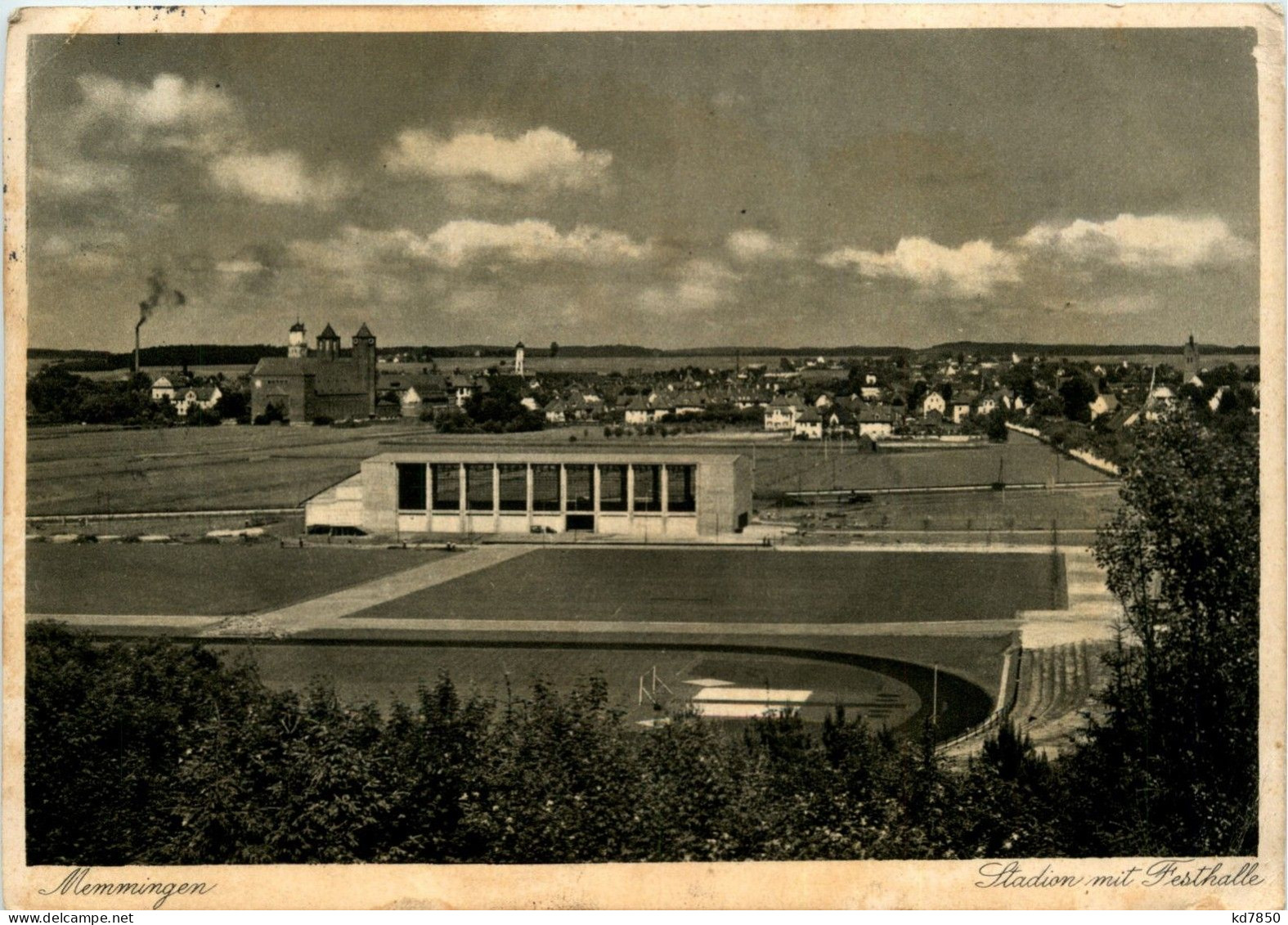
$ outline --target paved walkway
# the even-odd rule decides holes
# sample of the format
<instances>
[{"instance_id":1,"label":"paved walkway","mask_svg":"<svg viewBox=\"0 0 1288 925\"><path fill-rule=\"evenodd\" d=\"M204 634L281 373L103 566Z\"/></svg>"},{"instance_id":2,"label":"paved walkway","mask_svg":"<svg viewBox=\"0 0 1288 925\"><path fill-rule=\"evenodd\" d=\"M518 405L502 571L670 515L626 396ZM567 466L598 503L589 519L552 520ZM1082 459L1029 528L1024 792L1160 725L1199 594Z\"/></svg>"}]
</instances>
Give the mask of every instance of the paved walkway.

____________________

_CONSIGNE DE L'EXERCICE_. Recopiez à l'identique l'ensemble des lignes ci-dessus, sans y inclure les images.

_RÉPONSE À LA CONSIGNE_.
$ outline --target paved walkway
# the even-odd rule decides holes
# sample of the format
<instances>
[{"instance_id":1,"label":"paved walkway","mask_svg":"<svg viewBox=\"0 0 1288 925\"><path fill-rule=\"evenodd\" d=\"M204 634L281 373L103 566Z\"/></svg>"},{"instance_id":2,"label":"paved walkway","mask_svg":"<svg viewBox=\"0 0 1288 925\"><path fill-rule=\"evenodd\" d=\"M518 405L502 571L670 515L626 396ZM567 466L598 503L589 519L552 520ZM1082 459L1029 528L1024 792L1160 725L1199 594Z\"/></svg>"}]
</instances>
Give the mask of every instance of the paved walkway.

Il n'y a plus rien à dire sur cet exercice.